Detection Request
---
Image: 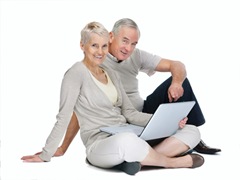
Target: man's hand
[168,83,184,102]
[179,117,188,129]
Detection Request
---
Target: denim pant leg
[143,77,205,126]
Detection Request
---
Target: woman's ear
[80,41,84,50]
[109,32,114,43]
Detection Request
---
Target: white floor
[0,0,240,180]
[1,125,240,180]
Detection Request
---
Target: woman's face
[81,33,109,65]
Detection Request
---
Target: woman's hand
[21,155,44,162]
[21,147,64,162]
[179,117,188,129]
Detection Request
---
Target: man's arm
[155,59,187,102]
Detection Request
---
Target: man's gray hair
[112,18,140,37]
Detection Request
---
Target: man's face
[109,27,139,60]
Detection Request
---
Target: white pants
[87,125,201,168]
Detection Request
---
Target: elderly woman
[21,22,204,175]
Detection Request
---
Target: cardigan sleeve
[39,62,81,161]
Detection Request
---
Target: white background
[0,0,240,180]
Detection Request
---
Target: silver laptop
[100,101,196,140]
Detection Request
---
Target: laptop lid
[100,101,195,140]
[140,101,195,140]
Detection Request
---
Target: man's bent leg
[143,77,221,154]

+---+

■ **GOAL**:
Rewrite every line of the entries above as a single numbered list, skipping blank lines and leaving out the picture.

■ **WRITTEN ANSWER**:
1. Detection Request
2. ---
3. Image: 
4. Target: man's hand
5. [168,83,184,102]
6. [179,117,188,129]
7. Detection Request
8. ---
9. Target: denim pant leg
10. [143,77,205,126]
11. Detection Request
12. ---
13. Target: woman's ear
14. [80,41,84,50]
15. [109,32,114,43]
16. Detection Request
17. ---
18. Target: white floor
19. [0,0,240,180]
20. [1,125,240,180]
21. Detection Request
22. ---
23. Target: woman's face
24. [81,33,109,65]
25. Detection Request
26. ---
27. Target: woman's hand
28. [21,155,44,162]
29. [21,147,64,162]
30. [179,117,188,129]
31. Detection Request
32. ---
33. Target: man's arm
34. [155,59,187,102]
35. Detection Request
36. ---
37. Target: man's gray hair
38. [112,18,140,37]
39. Detection Request
40. ---
41. Target: man's face
42. [109,27,139,60]
43. Detection Request
44. ---
45. Target: white pants
46. [87,125,201,168]
47. Detection Request
48. ---
49. Target: elderly woman
50. [21,22,204,175]
51. Detection Request
52. ---
53. Target: cardigan sleeve
54. [39,62,81,161]
55. Detection Request
56. ---
57. Target: white background
58. [0,0,240,180]
59. Detection Request
60. ---
61. Target: silver laptop
62. [100,101,196,140]
63. Detection Request
64. ---
65. Target: laptop lid
66. [100,101,195,140]
67. [140,101,195,140]
68. Detection Request
69. ---
70. Target: man's bent leg
71. [143,77,221,154]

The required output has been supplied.